TASK BRIEF:
Would you transcribe all of the entries that follow, word for word?

GIVEN ENTRIES:
>>
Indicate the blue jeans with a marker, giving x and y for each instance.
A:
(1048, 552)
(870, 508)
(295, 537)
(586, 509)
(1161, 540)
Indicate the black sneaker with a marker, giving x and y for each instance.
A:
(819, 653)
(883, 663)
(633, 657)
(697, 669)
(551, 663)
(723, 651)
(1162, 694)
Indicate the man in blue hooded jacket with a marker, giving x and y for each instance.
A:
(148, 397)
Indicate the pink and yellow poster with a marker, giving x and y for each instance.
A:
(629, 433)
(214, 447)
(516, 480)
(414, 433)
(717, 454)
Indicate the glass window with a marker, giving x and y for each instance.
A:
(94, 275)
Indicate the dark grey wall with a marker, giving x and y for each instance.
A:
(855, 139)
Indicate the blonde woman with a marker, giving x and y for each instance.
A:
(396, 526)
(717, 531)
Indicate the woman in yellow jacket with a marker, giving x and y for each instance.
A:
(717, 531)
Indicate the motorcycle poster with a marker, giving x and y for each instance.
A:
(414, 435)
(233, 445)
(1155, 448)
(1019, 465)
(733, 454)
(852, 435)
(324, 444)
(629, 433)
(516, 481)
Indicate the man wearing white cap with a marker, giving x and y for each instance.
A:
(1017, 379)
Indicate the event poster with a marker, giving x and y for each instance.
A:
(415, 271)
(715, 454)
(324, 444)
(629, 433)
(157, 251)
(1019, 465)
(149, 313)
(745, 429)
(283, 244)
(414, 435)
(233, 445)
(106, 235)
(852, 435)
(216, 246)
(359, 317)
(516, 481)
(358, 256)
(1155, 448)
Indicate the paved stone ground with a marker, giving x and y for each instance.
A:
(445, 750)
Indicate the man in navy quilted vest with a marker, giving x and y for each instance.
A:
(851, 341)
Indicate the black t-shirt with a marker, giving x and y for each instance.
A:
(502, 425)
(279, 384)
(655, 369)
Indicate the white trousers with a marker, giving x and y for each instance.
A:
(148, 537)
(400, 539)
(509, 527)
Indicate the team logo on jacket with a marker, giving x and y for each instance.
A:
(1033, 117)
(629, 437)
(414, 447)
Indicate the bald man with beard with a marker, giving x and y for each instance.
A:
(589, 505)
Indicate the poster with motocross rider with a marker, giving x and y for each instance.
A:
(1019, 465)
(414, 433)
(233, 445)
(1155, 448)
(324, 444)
<<
SOLVED PROBLEM:
Indicate the blue jeans with a marker, giving x and y for each instance.
A:
(1048, 552)
(870, 508)
(295, 537)
(586, 509)
(1161, 540)
Indicate the black sneaker with a marker, giving x and y for each instance.
A:
(819, 653)
(883, 663)
(633, 657)
(697, 669)
(551, 663)
(723, 651)
(1162, 694)
Indicate the man in blue hooded jacket with a marker, giving x and y for each instance.
A:
(148, 397)
Indicate the pink and yellow poster with a marker, giving x and y for each instance.
A:
(629, 433)
(214, 447)
(516, 480)
(414, 433)
(717, 454)
Indicate the glass window with a marker, giving x and y for each instance.
A:
(94, 275)
Indicate the dark grey wall with a marker, giving x and y for each instance.
A:
(855, 139)
Indicate the blonde woman with a marker, giving x and y for each instance.
A:
(396, 526)
(717, 531)
Indicate the woman in yellow jacket with a marker, giving x and y for each instance.
A:
(717, 531)
Indicate the motorcycle poster with a marker, giving x and y for each instance.
A:
(414, 435)
(233, 445)
(1155, 448)
(1019, 465)
(733, 454)
(852, 435)
(324, 444)
(629, 433)
(516, 481)
Indicate the man wearing white cap with a marker, giving x and y for each instance.
A:
(1017, 379)
Indicate the event poster with a marker, giving x and y for each instance.
A:
(415, 271)
(715, 454)
(324, 444)
(629, 433)
(157, 251)
(1019, 465)
(149, 313)
(745, 429)
(283, 244)
(414, 435)
(233, 445)
(106, 235)
(852, 435)
(216, 246)
(359, 317)
(516, 481)
(358, 256)
(1155, 448)
Indicate the paved stone ground with a marker, giving x and y for each instance.
A:
(445, 750)
Indicate the man in navy quilted vest with a marker, giving x and y for each instance.
A:
(851, 341)
Indicate the black t-shirt with a marker, giving x and y for each instance.
A:
(502, 425)
(279, 384)
(655, 369)
Indicate the white trousers with a marker, giving x and y for each instance.
A:
(148, 537)
(400, 539)
(509, 527)
Indicate the team logo on jacket with a marker, giving x and y for each instance.
A:
(1033, 117)
(629, 437)
(414, 447)
Indicate the bald man with beard with a marker, giving x and y for each instance.
A:
(589, 505)
Indicate the poster with motocross rider with a marker, giving x and y for each instance.
A:
(1019, 465)
(414, 433)
(233, 445)
(1155, 448)
(324, 444)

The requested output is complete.